DATA RECORDS:
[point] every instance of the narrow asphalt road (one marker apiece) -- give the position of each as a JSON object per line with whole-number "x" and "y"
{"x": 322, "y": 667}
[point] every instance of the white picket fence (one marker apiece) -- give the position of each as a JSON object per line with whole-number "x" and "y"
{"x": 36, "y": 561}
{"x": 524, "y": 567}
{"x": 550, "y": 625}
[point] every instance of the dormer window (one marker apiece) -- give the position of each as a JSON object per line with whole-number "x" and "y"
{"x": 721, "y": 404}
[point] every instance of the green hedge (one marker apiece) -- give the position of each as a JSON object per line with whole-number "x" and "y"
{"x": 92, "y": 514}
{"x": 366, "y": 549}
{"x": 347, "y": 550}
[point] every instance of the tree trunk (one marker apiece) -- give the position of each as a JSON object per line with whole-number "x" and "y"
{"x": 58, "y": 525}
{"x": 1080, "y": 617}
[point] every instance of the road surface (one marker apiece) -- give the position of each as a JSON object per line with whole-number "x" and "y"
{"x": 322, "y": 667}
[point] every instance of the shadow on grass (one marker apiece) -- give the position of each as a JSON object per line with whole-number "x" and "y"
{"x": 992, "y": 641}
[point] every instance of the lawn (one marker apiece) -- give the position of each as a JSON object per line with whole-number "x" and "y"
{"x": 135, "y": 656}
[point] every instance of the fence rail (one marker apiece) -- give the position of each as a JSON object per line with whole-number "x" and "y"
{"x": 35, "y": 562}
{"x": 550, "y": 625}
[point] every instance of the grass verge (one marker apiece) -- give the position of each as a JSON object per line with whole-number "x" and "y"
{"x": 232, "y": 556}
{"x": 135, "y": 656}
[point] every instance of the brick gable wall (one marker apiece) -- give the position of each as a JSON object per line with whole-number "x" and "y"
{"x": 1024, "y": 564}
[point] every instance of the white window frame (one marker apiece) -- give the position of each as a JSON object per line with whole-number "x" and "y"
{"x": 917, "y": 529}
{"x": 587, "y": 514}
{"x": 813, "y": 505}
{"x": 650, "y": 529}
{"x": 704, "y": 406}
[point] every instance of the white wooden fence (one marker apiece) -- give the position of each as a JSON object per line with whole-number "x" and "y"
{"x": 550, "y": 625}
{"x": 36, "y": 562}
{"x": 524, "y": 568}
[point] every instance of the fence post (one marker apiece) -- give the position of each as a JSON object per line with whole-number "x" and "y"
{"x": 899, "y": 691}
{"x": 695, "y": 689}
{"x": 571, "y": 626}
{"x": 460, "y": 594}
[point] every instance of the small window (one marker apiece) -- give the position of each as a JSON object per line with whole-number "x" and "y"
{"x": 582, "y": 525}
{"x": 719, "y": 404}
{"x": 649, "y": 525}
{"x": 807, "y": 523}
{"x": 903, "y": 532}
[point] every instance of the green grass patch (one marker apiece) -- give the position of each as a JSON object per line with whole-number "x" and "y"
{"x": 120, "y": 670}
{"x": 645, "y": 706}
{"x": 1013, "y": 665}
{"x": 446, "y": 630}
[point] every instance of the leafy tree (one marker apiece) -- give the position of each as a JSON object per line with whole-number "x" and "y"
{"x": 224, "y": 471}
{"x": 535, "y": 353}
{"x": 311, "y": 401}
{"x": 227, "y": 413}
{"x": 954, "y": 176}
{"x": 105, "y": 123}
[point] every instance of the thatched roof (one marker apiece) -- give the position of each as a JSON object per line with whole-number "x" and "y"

...

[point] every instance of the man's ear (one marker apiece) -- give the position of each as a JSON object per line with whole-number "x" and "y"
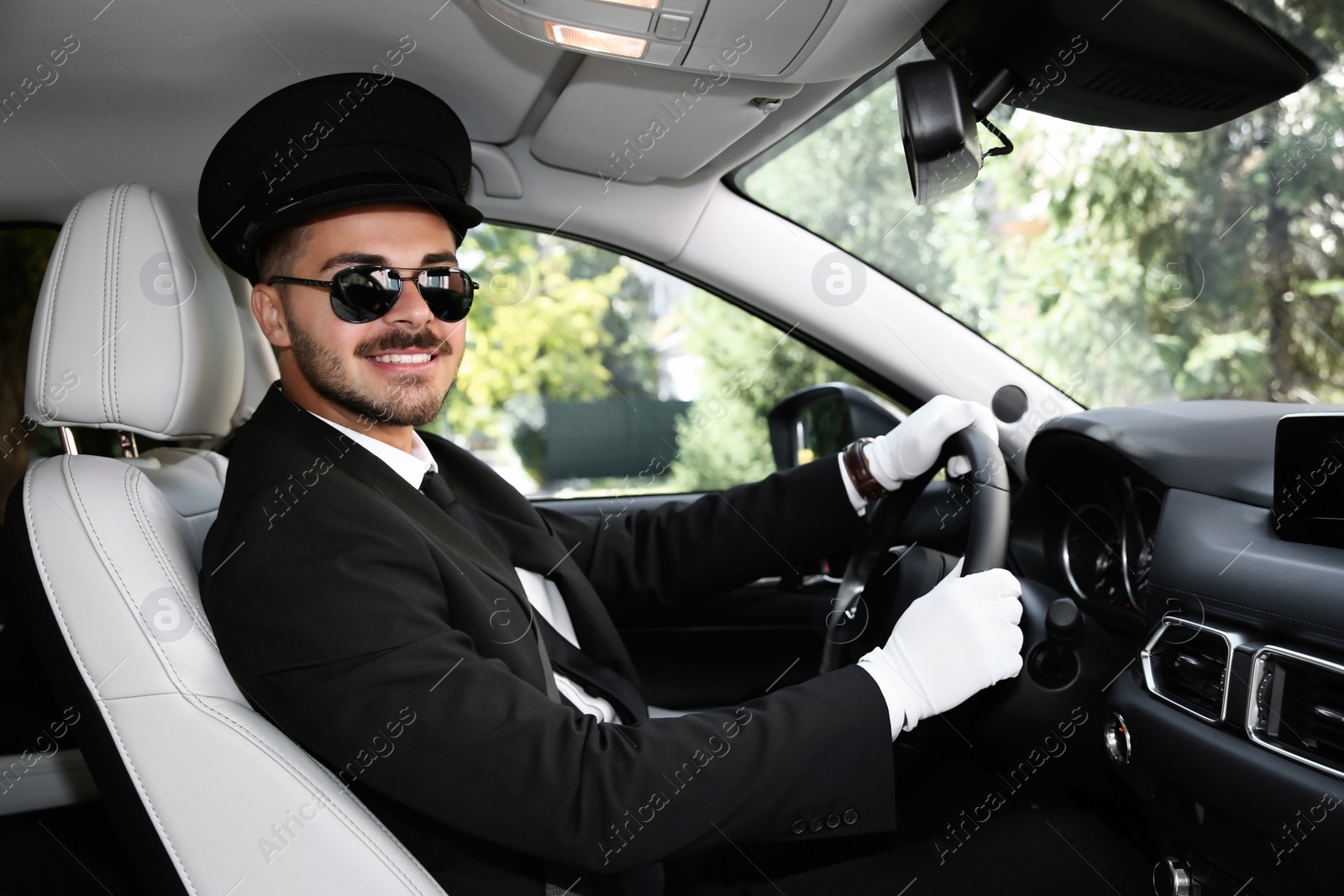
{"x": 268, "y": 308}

WHAT YOU HAVE TO DO: How many lines in the rows above contain the string "tree"? Case counts. Give only the number.

THE REPLY: 2